▸ **Texte extrait**
%%
Après le Synode (II)



Suite de l'interview du cardinal Burke au site <The Wanderer> . Il s'exprime sur le rôle des conférences épiscopales, les nouvelles dispositions pour l'annulation des mariages établies par le motu proprio Mitis Iudex de sptembre dernier, et, inévitablement, la vraie miséricorde (13/1/2016).

>>>
Après le Synode (premier volet)

 

Dans cette partie, par moment assez technique, mais néanmoins très abordable, le cardinal Burke souligne, en spécialiste - aussi par la pratique - les difficultés, notamment juridiques, soulevées par la mise en oeuvre du Motu Proprio Mitis Iudex, simplifiant les procédures canoniques d'annulation du mariage, jusqu'à en faire ce que certains n'hésitent pas à qualifier de "divorce laïc" (dossier ici: benoit-et-moi.fr/2015-II/actualite/divorce-catholique).

A propos de la "double sentence conforme" dont il est longuement question dans l'article, rappelons que c'est le pape Benoît XIV (1740-1758) qui avait introduit l'exigence d'une double sentence conforme avant l'octroi d'une déclaration de nullité: autrement dit, une sentence affirmative initiale était automatiquement suivie d'un appel à un tribunal de seconde instance, et une deuxième sentence affirmative devait être émise pour que la déclaration de nullité soit accordée.
Le Motu Proprio supprime de fait cette disposition -
pourtant défendue par de nombreux canonistes - remplacée par une seule sentence en faveur de la nullité exécutoire.
On lira en particulier les précisions du Professeur de Mattei: benoit-et-moi.fr/2015-II/actualite/une-blessure-au-mariage-chretien.

Interview du Cardinal Burke, 2ème partie


thewandererpress.com
Traduction par Anna


Q. Il semblerait que des propositions soient à l'étude pour la décentralisation de la structure hiérarchique de la gouvernance de l'Église. En d'autre termes, une plus grande autorité serait attribuée aux Conférences des Évêques et aux ordinaires diocésains pour traiter localement de pratiques pastorales concernant quelques thèmes délicats abordés par le Synode. Pouvez-vous nous commenter cette possibilité? Des fractures dans l'unité ou même des schismes (comme le suggèrent certains médias) sont-ils à l'horizon?
%%
▸ **Données disponibles**
%%
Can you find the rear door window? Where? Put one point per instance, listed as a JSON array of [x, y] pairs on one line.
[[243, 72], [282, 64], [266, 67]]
%%
▸ **Consigne**
Répondez aux questions suivantes d'après le texte extrait, en numérotant vos réponses de la même façon.
1. Quel pape a introduit l'exigence d'une double sentence conforme avant l'octroi d'une déclaration de nullité ?
2. Sur quel site l'interview du cardinal Burke a-t-elle paru ?
3. Qui a traduit l'interview ?

▸ **Réponse**
1. C'est le pape Benoît XIV (1740-1758) qui a introduit cette exigence.
2. L'interview a paru sur le site The Wanderer (thewandererpress.com).
3. L'interview a été traduite par Anna.